Aim:
From the line that includes "Objective — one point per instance of the blue fuselage" to the last line of the records, inclusive, repeat each line exactly.

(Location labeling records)
◆ ◆ ◆ ◆ ◆

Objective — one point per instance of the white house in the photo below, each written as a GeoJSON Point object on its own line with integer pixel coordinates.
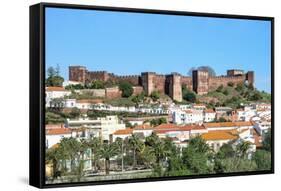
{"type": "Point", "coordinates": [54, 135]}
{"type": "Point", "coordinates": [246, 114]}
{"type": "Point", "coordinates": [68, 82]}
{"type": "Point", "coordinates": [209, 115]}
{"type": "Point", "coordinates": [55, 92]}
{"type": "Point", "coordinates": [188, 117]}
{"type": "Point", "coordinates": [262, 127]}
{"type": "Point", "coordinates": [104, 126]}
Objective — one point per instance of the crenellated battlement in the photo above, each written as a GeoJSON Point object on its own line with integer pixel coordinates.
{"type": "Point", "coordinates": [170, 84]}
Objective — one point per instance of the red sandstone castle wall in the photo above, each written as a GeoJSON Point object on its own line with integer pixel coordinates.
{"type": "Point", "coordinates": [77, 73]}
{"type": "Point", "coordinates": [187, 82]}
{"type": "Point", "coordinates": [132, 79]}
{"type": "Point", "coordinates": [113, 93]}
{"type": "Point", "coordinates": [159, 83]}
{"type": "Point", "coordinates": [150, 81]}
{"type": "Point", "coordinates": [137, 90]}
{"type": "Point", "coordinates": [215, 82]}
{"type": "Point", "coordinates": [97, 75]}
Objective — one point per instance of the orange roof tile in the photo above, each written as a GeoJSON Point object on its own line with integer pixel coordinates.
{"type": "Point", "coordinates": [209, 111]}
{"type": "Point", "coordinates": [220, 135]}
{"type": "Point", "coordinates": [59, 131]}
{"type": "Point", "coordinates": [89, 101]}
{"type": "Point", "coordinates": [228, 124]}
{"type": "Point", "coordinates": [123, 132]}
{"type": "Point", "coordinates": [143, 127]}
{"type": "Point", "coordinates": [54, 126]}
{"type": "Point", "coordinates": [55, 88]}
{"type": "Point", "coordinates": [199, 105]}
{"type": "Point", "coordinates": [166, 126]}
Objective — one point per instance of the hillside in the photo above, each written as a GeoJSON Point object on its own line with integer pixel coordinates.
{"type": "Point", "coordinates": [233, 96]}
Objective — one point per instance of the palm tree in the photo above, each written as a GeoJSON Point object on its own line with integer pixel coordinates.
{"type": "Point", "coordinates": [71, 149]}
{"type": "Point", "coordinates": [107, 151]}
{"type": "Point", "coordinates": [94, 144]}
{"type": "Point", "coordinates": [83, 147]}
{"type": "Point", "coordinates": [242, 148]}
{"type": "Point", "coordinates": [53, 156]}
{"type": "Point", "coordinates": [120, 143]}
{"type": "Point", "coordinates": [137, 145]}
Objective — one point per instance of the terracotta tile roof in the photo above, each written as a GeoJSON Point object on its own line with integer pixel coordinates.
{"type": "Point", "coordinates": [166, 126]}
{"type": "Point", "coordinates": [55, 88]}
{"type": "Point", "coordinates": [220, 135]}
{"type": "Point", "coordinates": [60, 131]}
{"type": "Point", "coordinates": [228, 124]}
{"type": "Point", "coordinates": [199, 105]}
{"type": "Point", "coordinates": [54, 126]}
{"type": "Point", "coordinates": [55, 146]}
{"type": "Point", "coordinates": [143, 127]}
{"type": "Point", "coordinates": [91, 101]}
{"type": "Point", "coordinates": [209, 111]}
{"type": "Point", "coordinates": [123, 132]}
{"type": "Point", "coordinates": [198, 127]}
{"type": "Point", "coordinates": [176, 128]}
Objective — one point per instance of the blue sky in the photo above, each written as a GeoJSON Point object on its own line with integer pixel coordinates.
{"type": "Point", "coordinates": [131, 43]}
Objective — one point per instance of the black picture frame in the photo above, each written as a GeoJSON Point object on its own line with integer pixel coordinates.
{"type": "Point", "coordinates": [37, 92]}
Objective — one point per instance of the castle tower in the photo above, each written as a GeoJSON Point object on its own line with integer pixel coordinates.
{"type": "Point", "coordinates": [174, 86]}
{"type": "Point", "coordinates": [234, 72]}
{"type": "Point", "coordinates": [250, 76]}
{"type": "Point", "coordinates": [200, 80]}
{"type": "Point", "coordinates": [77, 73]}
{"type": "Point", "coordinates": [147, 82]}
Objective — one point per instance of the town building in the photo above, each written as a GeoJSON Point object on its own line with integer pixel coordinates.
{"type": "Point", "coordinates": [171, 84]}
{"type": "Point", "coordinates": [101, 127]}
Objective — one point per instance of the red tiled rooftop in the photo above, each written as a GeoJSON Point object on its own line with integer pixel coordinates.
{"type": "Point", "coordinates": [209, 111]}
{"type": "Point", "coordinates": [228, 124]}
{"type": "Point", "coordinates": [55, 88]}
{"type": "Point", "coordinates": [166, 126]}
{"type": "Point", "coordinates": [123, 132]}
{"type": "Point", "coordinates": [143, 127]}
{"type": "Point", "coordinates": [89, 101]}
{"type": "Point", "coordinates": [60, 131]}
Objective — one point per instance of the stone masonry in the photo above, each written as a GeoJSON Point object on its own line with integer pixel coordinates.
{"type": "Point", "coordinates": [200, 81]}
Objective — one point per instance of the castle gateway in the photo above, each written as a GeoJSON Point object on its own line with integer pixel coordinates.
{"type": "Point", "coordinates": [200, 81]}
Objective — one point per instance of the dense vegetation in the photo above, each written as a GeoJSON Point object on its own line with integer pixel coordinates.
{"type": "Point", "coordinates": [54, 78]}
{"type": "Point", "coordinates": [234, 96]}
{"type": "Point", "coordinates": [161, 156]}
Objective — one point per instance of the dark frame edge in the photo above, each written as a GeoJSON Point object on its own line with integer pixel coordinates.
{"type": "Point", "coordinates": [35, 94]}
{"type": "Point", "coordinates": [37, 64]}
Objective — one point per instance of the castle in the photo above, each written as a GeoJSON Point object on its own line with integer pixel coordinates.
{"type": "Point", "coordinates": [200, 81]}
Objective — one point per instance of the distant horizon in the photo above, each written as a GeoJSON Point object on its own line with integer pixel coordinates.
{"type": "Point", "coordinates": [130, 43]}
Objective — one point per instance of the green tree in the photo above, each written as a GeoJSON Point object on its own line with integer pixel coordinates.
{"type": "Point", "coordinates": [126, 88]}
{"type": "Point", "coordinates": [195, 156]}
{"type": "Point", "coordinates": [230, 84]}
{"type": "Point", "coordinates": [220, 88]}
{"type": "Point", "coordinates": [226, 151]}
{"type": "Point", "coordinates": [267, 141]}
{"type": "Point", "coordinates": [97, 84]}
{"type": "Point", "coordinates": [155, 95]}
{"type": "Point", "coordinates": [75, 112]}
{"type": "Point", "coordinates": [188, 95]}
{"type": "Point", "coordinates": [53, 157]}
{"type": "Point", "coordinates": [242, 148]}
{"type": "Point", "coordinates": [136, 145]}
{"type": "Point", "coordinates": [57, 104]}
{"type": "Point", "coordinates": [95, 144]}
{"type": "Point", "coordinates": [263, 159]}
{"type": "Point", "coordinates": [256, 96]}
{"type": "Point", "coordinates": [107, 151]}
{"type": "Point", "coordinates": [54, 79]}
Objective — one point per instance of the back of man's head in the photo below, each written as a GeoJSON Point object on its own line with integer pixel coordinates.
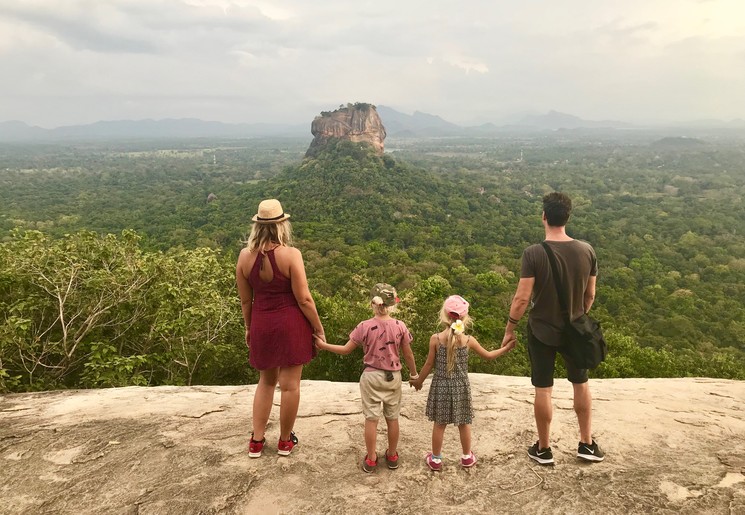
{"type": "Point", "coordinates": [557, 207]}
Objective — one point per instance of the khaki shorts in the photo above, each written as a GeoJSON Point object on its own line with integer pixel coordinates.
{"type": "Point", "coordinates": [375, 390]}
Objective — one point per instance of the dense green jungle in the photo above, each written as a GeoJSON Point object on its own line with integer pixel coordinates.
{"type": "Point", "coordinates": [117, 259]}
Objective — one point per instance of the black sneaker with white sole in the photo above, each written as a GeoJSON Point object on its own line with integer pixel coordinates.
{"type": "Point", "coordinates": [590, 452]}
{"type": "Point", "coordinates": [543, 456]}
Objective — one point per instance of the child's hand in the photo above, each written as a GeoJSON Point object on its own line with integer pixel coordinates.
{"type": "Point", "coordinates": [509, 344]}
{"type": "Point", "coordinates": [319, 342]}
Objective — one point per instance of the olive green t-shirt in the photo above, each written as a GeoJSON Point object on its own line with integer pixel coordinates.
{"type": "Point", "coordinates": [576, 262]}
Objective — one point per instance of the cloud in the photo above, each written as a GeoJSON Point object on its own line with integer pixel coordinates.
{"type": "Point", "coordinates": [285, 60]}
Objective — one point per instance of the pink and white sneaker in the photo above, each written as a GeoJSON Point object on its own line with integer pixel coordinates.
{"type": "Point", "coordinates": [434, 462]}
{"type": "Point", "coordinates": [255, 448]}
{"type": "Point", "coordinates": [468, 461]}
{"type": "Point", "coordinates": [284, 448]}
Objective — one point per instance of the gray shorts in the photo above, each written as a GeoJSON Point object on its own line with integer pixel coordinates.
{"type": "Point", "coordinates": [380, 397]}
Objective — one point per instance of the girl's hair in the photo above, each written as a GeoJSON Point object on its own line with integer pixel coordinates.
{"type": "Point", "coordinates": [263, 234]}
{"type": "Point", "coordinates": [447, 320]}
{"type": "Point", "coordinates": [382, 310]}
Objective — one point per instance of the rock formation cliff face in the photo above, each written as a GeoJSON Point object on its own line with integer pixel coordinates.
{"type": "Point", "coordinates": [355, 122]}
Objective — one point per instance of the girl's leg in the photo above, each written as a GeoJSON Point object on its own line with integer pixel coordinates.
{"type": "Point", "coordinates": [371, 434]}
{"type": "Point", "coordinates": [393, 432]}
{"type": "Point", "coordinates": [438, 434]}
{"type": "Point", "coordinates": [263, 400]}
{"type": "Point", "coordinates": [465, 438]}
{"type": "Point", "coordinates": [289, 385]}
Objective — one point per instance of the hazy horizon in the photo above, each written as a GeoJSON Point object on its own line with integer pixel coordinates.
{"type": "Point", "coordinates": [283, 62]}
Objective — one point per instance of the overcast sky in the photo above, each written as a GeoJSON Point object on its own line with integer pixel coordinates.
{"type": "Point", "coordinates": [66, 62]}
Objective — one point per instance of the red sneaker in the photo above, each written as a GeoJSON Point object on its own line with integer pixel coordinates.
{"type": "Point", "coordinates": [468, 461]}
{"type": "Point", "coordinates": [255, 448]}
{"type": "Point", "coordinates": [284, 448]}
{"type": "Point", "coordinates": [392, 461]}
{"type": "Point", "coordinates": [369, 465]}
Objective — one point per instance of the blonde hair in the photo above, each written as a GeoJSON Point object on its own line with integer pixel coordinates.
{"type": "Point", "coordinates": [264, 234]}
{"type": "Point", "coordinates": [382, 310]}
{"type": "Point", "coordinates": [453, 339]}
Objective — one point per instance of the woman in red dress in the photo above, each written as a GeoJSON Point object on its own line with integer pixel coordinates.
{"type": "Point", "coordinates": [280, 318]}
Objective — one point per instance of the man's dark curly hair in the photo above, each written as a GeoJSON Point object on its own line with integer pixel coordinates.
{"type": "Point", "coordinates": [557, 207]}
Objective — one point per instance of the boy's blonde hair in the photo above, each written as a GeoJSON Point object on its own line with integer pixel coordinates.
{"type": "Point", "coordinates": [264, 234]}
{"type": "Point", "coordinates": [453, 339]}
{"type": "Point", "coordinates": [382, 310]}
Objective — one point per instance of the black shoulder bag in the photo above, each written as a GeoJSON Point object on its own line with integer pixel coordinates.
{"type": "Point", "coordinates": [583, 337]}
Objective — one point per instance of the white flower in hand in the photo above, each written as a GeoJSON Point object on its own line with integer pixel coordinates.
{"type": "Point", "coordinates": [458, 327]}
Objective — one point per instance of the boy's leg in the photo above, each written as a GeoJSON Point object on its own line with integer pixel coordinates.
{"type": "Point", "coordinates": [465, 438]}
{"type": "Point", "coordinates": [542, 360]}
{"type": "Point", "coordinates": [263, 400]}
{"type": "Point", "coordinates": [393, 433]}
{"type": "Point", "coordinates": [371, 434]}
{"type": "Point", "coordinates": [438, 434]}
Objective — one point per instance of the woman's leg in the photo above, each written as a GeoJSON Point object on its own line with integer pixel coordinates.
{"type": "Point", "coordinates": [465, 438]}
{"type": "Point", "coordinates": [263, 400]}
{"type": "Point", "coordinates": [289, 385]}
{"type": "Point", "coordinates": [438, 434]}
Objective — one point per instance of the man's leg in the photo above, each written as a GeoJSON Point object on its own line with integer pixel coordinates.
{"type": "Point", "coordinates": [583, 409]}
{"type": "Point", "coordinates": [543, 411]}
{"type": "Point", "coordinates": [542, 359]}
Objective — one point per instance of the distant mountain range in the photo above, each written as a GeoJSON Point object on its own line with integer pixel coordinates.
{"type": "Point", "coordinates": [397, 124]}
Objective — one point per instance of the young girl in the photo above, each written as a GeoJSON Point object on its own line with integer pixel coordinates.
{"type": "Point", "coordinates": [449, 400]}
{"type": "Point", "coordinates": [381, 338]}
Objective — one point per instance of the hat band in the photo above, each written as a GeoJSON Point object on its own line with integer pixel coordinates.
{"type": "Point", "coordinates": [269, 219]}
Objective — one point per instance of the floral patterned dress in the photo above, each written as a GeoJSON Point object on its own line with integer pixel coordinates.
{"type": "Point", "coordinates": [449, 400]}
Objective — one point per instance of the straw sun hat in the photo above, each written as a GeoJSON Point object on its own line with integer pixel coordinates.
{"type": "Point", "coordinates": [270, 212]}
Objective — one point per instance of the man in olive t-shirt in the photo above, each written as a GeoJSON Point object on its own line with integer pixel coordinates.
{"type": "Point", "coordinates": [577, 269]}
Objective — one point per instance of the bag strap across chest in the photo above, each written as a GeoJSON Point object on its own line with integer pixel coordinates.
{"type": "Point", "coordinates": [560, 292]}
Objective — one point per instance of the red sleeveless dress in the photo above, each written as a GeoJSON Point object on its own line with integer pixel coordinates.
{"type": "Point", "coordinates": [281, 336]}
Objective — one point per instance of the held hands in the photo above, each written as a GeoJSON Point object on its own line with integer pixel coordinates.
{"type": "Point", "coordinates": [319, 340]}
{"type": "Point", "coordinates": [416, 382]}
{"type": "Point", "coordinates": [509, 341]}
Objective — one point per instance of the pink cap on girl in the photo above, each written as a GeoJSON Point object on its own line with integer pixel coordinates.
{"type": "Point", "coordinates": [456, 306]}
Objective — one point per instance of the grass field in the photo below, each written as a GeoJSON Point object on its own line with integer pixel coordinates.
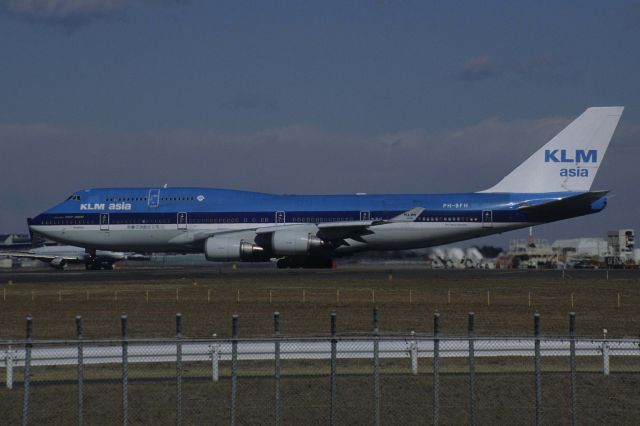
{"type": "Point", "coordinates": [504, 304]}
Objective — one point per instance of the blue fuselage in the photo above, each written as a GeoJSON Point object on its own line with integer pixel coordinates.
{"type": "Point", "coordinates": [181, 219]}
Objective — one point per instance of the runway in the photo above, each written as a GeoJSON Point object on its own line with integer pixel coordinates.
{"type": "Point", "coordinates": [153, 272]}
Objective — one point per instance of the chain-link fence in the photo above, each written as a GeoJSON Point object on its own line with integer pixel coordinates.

◆ ◆ ◆ ◆ ◆

Answer to this exercise:
Objective — one point per instance of the blue fuselage in the photo above, each written as a GeoJSON Point object on its own line with integer pixel coordinates.
{"type": "Point", "coordinates": [181, 219]}
Objective — one point per instance of the runway in the photo above, each written as a GeoJSON Point object on its own line with integer pixel coordinates.
{"type": "Point", "coordinates": [153, 272]}
Objective — one point per instance of the chain-link fence in the photo above, each written as a GeoJSON Point object on its own line with integer pixel coordinates.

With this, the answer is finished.